### TASK DIRECTIONS
Locate, in the data below, the line that contains "Task — for every instance of the small" and the line that contains "Format — one point per instance, like (55,180)"; reproduce exactly those two lines and every line between them, nothing more.

### EXTRACTED MATERIAL
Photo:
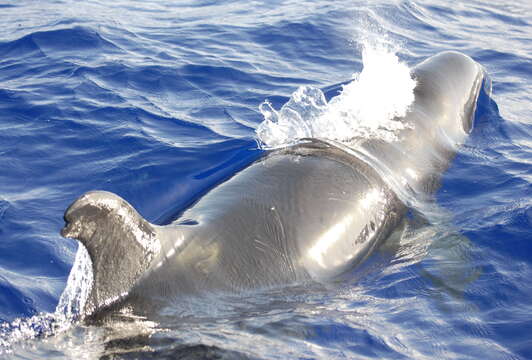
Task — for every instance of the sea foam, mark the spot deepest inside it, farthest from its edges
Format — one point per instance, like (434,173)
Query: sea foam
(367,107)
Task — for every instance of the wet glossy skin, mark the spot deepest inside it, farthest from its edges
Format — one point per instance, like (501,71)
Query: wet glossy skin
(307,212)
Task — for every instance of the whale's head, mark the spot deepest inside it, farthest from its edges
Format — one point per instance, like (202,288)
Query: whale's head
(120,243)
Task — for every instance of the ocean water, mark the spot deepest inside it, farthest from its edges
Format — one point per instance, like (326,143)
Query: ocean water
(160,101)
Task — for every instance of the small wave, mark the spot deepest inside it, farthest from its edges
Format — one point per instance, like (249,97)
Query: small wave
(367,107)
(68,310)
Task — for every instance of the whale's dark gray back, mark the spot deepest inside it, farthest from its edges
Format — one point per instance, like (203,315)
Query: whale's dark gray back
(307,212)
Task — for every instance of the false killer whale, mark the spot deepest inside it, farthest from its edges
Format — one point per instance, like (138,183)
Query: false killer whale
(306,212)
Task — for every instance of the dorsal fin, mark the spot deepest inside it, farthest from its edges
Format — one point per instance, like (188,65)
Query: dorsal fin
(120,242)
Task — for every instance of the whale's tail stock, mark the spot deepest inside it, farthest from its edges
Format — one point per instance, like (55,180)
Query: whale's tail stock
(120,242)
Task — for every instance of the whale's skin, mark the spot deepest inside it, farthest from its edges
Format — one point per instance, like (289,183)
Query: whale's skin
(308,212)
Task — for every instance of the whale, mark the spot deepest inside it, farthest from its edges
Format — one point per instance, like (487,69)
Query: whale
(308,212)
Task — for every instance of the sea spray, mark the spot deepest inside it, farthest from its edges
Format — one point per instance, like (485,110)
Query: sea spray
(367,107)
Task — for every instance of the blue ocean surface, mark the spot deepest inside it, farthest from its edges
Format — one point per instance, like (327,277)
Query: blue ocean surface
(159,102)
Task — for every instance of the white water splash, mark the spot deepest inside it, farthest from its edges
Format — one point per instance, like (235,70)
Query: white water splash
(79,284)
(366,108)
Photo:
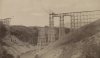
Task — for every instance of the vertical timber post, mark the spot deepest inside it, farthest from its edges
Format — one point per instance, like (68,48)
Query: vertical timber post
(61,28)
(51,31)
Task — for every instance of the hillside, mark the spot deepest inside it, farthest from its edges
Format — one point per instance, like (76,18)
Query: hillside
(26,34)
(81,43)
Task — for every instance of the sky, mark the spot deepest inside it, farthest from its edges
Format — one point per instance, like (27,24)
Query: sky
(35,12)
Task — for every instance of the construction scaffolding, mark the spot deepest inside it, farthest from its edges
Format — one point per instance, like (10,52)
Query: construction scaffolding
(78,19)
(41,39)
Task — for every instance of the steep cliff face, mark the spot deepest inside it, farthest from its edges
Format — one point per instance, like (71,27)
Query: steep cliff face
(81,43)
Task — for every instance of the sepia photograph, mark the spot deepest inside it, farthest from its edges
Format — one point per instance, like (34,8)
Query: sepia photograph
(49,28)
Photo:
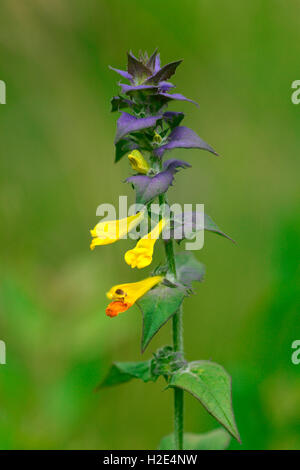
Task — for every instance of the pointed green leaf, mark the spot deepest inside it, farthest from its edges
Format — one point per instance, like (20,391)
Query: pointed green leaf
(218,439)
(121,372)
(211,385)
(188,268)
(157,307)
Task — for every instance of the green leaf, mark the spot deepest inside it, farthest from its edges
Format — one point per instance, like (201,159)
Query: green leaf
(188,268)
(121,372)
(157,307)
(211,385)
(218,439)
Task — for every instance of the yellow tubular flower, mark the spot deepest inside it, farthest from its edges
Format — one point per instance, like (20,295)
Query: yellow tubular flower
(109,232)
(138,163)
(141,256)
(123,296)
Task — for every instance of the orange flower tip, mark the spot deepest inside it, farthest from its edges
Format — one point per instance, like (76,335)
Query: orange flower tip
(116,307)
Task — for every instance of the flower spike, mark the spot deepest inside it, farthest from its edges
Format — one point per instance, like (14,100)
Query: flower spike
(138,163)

==

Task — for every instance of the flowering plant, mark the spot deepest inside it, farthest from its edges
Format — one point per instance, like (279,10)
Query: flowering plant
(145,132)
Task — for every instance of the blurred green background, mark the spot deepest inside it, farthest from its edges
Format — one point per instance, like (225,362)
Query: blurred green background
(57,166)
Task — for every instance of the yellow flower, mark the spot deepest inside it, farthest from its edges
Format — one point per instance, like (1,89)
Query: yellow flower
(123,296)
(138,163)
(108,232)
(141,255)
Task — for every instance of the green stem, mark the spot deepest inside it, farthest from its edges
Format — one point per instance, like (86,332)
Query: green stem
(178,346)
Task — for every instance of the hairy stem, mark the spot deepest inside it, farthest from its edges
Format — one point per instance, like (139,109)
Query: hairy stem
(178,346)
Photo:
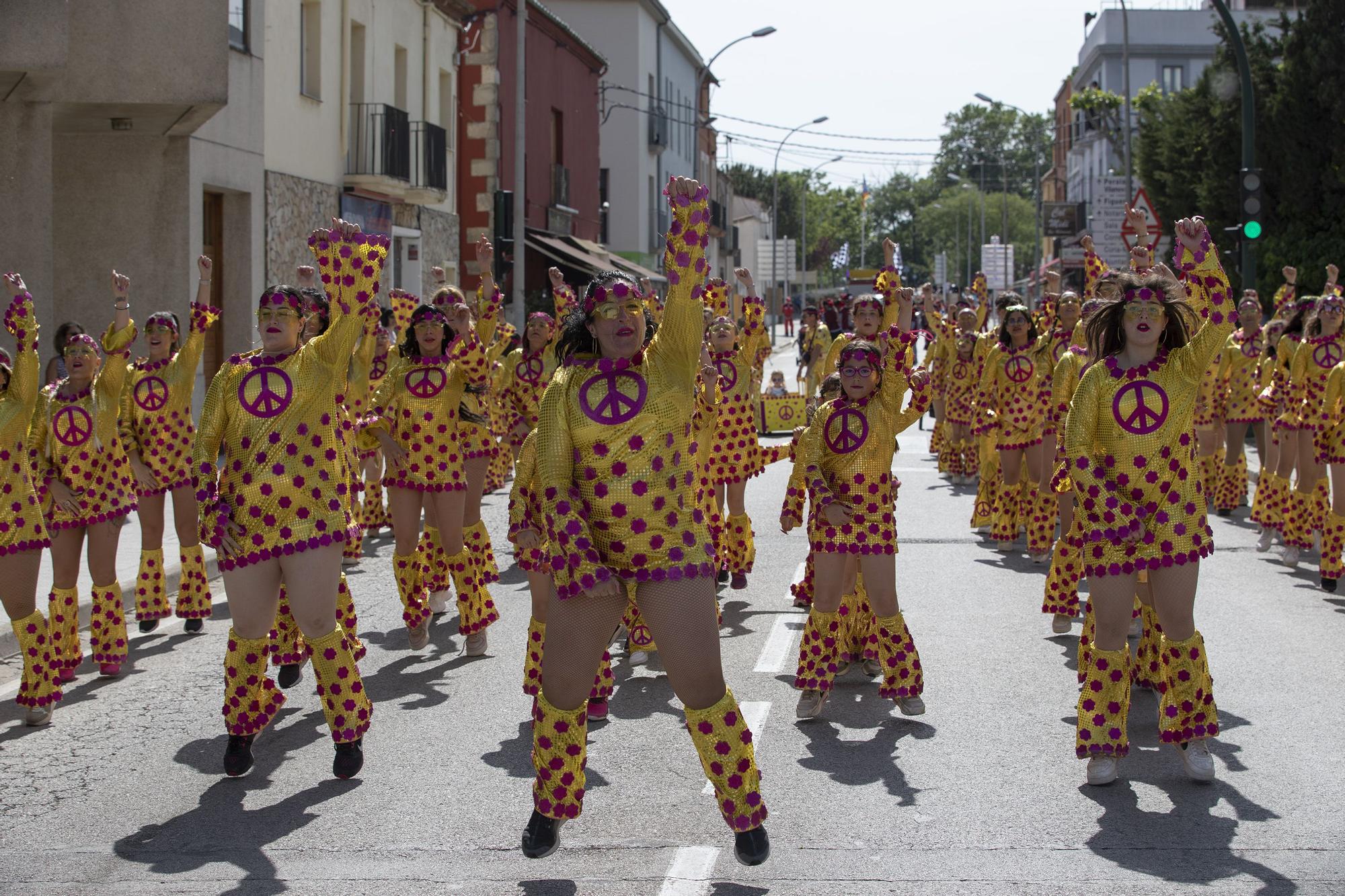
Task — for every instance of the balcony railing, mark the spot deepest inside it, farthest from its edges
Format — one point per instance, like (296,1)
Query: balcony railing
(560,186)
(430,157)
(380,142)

### ANSWER TO THE PROBLEM
Task — for every instance of the small wave, mark the spot deepest inside it, farthest from its edges
Format — one point per instance, like (249,97)
Query: small wave
(367,107)
(68,310)
Task — for every instance of the whale's dark gray back, mark the spot deepest inside it, farthest from its edges
Format — one point per instance, like (203,315)
Query: whale's dark gray back
(307,212)
Task — for every instance of the false killer whale, mark the spot deepest inside it, farthest from its edges
Format — one point per instance, like (138,183)
Query: false killer whale
(306,212)
Task — for every instance of the dorsal fin, mark the spot deepest inside it, farthest from its edges
Format — one point per instance, like (188,65)
Query: dorsal fin
(120,242)
Task — for every instance of the whale's tail stock, mark the spot deepest inside it, farthest from its edges
Format — one point per instance, like (55,180)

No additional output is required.